TO DO: Below are the records to retype. Keep every character exactly and leave out the pictures.

■ ■ ■ ■ ■ ■ ■

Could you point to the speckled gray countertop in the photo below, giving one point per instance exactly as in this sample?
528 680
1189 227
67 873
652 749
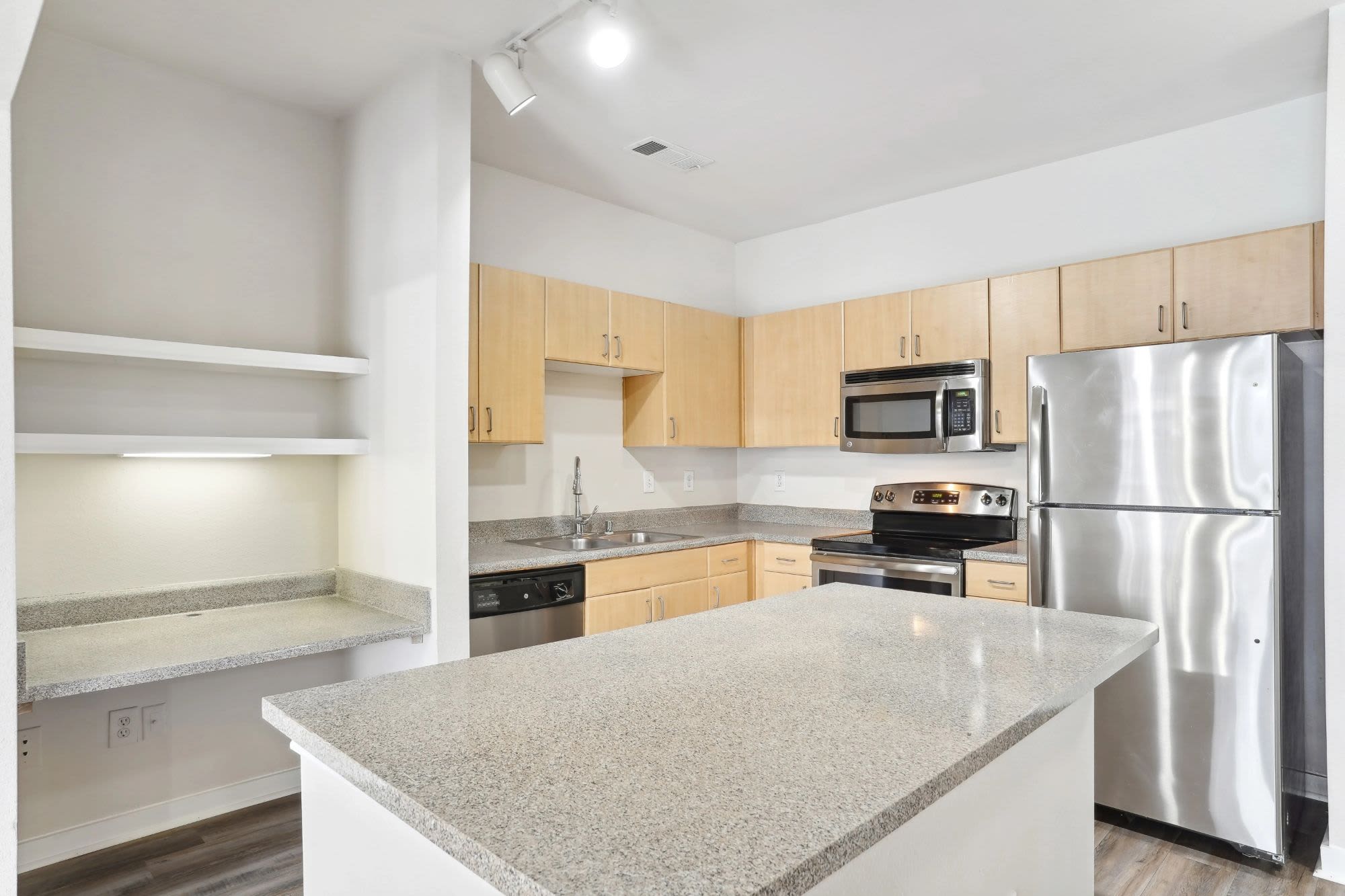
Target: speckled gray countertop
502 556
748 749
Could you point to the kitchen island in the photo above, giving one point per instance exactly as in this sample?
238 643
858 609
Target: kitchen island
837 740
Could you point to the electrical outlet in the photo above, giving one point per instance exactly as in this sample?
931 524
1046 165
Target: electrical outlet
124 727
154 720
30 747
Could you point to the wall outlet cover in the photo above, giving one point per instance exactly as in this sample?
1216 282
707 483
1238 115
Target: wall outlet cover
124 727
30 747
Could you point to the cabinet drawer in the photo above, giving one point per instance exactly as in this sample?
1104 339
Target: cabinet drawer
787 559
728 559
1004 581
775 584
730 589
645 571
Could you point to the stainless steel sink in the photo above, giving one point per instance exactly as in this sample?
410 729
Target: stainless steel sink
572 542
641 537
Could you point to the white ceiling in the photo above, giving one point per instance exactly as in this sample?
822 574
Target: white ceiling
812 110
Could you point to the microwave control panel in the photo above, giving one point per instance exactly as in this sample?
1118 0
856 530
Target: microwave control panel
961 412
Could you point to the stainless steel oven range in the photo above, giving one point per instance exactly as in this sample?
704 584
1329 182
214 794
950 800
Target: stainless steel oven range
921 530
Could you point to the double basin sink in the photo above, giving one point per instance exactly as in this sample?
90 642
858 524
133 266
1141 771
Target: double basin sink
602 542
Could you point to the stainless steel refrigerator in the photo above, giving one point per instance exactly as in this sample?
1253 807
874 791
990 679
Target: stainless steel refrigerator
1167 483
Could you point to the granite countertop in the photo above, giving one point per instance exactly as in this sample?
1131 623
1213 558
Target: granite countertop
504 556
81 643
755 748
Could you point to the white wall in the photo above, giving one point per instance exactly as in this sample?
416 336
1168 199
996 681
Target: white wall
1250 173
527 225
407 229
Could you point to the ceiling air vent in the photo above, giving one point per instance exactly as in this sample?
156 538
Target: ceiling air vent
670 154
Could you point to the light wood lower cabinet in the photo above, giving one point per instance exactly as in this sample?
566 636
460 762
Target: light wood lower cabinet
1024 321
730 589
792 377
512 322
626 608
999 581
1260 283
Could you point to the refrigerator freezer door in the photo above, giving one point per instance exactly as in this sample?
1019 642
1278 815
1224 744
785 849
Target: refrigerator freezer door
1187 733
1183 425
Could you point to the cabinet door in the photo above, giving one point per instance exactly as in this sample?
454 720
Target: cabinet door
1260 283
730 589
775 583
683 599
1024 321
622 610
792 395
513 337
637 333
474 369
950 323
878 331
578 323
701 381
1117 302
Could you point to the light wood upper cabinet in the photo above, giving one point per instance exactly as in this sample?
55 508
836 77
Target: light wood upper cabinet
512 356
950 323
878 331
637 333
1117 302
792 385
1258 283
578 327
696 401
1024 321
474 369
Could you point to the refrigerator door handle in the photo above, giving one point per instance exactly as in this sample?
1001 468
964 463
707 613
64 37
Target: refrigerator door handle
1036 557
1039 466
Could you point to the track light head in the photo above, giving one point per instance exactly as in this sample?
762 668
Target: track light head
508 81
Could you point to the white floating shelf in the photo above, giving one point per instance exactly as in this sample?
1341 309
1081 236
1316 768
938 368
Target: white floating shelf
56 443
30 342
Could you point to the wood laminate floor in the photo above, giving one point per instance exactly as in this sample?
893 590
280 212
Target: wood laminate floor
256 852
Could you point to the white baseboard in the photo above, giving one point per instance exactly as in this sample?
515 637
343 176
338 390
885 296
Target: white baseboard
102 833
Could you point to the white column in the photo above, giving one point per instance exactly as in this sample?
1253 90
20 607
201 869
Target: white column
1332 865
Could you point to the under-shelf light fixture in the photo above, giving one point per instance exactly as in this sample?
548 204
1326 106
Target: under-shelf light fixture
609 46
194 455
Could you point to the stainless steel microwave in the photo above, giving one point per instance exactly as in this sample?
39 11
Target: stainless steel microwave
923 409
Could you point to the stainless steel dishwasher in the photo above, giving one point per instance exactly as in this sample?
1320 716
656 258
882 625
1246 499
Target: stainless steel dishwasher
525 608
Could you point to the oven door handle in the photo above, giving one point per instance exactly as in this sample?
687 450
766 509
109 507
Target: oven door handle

■ ■ ■ ■ ■ ■ ■

WRITTEN SOLUTION:
Could you point to the speckled gray countertop in the photo below, giving one point per instance exactly as in this sample?
528 680
1189 227
67 873
652 749
Target: speckled gray countertop
502 556
748 749
Could you point to the kitchen island in the photo above, giving one point per instance exactly as in this sample?
238 643
858 609
Target: kitchen island
837 740
Could you point to the electrical outlet in the photo above, giving one point per instance exactly as in this sample?
931 524
1046 165
Target: electrical outlet
124 727
154 720
30 747
Could you point to the wall outlet cover in the photo above, giving one point per instance exactly as in this sample?
1216 282
707 483
1238 115
Target: wall outlet cover
124 727
30 747
Could you point to the cabinet drawer in the photo above, giving one point per instance exactly as in this sample?
1104 339
Target: cabinet drawer
787 559
728 559
1004 581
775 584
730 589
645 571
Could you point to the stainless steel sink in the photo above, giving one point per instance exactly as in this sample?
410 729
Target: stainless steel sink
572 542
641 537
Could you point to the white ceiling in the photo above, giving one point per instance exactly as in this sample?
822 574
Target: white ceiling
812 110
Could you point to the microwave control panel in the photo above, giving one point per instance exactly as in this sample?
1118 0
856 530
Target: microwave control panel
961 412
Could you point to the stainless steel oven range in the photo above, giving one point per instance exactly as in this sample?
704 584
1329 182
214 794
950 800
Target: stainless steel oven range
921 530
Could you point to the double basin sink in the photo above, giving one point per instance exactly as in this sample?
90 642
858 524
133 266
1141 771
Target: double basin sink
602 542
Could you point to the stainless steel refrigerator in the photo above, giving one point per instance exactly as in this sample?
1253 807
874 791
990 679
Target: stainless steel refrigerator
1167 483
Could you point to the granite countertop in the photo above, giving one point per instance exactly as in this sample?
1131 623
1213 558
Target: granite countertop
504 556
81 643
755 748
Could you point to the white wall in the photo above, giving one point per instance exactly as in this sample?
416 336
1168 199
996 681
Target: white wall
1250 173
527 225
407 229
Could you point to the ceiling air vent in the photo above, giving one point per instance exactly as in this sample?
156 538
Target: ceiling air vent
670 154
Could you point to the light wood lower cabinet in the photo above, giving one point per instance exactly as in this sample?
566 636
460 762
Target: light wood lower cabinet
1024 321
730 589
792 377
512 322
626 608
999 581
1260 283
Could you point to the refrigerator freezer door in the photo above, giving one point per instance exactly as in this sample?
1019 642
1278 815
1224 744
785 849
Target: refrigerator freezer door
1187 733
1183 425
Could you point to the cabinet door in the photo above, giving one point per instance exactly as in this sample?
454 720
Target: cabinet door
1260 283
730 589
775 583
683 599
1024 321
622 610
792 395
513 337
637 333
474 369
950 323
878 331
578 323
701 381
1117 302
Could you point to the light wood upper cabinet in the photo above, giving one point per instance exactly as in this sample?
55 508
836 77
Target: light wood upper cabinet
512 356
950 323
878 331
637 333
1117 302
792 385
1258 283
578 327
696 401
1024 321
474 369
Could you point to the refrigerator door handle in the photo above, giving one point per instance exactly as in this sample?
1001 468
964 463
707 613
64 37
Target: refrigerator door handle
1036 557
1039 466
Could you point to the track light head in the photo above, giving one point per instance exactly as in this sample?
762 668
Target: track light head
508 81
Could you point to the white floating shelf in the photo above, giving one point per instance exactly as in this sample?
1341 309
1081 236
1316 768
938 368
Target: white floating shelf
56 443
30 342
Could you point to the wood laminate floor in the photo above, giving one point per instance exactly as in this sample?
893 590
280 212
Target: wood laminate floor
256 852
Could you point to the white baseboard in the photo above, giving one point per instance exactly as in this sample?
515 637
343 176
338 390
885 296
Target: white baseboard
102 833
Could you point to the white column in the photo above, giving one point per instance exactly as in this sample?
1253 90
20 607
201 869
Target: white column
1332 865
Could you point to the under-shelf light fixture in the photo above, giving one point per instance exactly as in this sample?
548 204
1326 106
Target: under-shelf light fixture
609 46
194 455
Could you point to the stainless steel microwave in the photo above, giving one point per instance exactly as in this sample?
39 11
Target: stainless steel microwave
923 409
Could you point to the stainless steel dishwasher in the photo above, giving one point per instance exactly as in this sample?
1320 716
656 258
882 625
1246 499
Target: stainless steel dishwasher
525 608
Could you point to the oven door handle in the photo above, giving one point per instance exactly as in this sample?
687 450
766 509
109 507
Target: oven door handle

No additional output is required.